### Goal of the exercise
Count the lines in the rows below that contain the string "uprooted". Give only the number.

## start Available records

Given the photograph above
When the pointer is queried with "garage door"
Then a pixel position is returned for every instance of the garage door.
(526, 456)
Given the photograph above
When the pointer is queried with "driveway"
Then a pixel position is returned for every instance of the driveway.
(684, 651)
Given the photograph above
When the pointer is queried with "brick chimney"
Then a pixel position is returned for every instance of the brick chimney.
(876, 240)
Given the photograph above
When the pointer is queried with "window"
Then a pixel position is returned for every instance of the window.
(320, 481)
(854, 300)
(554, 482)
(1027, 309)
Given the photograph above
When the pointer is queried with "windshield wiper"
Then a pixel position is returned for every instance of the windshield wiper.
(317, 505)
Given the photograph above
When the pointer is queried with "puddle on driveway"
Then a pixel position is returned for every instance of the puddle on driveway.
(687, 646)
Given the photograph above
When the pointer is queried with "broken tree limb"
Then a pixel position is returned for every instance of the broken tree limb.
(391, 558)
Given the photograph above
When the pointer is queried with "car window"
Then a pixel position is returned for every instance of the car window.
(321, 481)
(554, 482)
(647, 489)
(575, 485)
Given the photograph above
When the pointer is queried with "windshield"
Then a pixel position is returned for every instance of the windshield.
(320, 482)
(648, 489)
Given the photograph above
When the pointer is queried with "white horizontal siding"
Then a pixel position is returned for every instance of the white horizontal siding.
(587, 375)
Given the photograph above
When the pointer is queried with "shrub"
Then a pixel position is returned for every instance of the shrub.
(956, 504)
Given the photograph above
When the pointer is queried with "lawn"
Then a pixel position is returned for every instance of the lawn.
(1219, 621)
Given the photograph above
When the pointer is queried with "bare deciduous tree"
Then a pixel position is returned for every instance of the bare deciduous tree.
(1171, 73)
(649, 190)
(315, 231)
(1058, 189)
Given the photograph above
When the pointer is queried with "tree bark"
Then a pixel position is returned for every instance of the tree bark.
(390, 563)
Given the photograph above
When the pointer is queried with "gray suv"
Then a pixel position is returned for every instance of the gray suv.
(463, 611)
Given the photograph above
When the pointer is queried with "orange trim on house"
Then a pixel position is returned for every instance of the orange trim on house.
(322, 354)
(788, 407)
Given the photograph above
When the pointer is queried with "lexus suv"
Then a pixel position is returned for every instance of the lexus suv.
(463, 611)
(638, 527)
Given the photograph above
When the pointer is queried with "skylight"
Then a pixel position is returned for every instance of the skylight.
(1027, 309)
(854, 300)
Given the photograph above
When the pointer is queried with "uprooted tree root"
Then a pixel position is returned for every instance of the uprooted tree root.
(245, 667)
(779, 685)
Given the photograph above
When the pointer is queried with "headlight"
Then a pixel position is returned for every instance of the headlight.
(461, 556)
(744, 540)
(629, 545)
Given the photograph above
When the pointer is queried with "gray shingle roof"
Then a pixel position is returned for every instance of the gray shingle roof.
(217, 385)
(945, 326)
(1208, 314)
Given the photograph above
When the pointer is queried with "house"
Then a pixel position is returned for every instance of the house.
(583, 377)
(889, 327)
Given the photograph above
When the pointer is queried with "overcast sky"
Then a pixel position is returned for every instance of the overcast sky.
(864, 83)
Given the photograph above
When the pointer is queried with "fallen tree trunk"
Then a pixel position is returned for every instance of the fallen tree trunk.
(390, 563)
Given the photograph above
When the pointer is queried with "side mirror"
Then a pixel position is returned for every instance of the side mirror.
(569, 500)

## end Available records

### Exercise output
2